Extracted data entries:

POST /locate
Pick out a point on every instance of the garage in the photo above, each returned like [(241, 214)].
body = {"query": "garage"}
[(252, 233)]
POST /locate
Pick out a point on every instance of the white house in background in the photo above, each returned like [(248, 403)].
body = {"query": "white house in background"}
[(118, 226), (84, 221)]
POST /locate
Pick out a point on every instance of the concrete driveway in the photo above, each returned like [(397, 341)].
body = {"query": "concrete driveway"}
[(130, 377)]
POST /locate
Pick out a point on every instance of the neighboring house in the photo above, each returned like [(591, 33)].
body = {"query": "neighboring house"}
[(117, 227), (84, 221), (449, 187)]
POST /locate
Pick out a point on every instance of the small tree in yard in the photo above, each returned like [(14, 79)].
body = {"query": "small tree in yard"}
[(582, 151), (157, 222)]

DIRECTIONS: Can you output all of the entries above verbatim, line for line?

SOLUTION FOR THIS PROBLEM:
POST /locate
Pick out a point on every instance of the garage in the photo above, each returned like [(241, 214)].
body = {"query": "garage"}
[(252, 233)]
POST /locate
Pick out a point on every instance of the white house in background in the photo above, each returned like [(248, 403)].
body = {"query": "white house in background"}
[(118, 226), (84, 221)]
POST /locate
Pick out a point on every instance of the concrete driveway in the photo above, each returned like [(397, 341)].
body = {"query": "concrete driveway"}
[(130, 377)]
POST /locate
Pick out a point on every instance of the neighboring house in the photo above, each returned like [(591, 33)].
body = {"query": "neighboring house"}
[(117, 227), (84, 221), (449, 187)]
POST /locate
Pick out a point on every instance of the small tree in yard in the photo above, each returned like [(14, 79)].
body = {"query": "small tree in yard"}
[(582, 151), (157, 222)]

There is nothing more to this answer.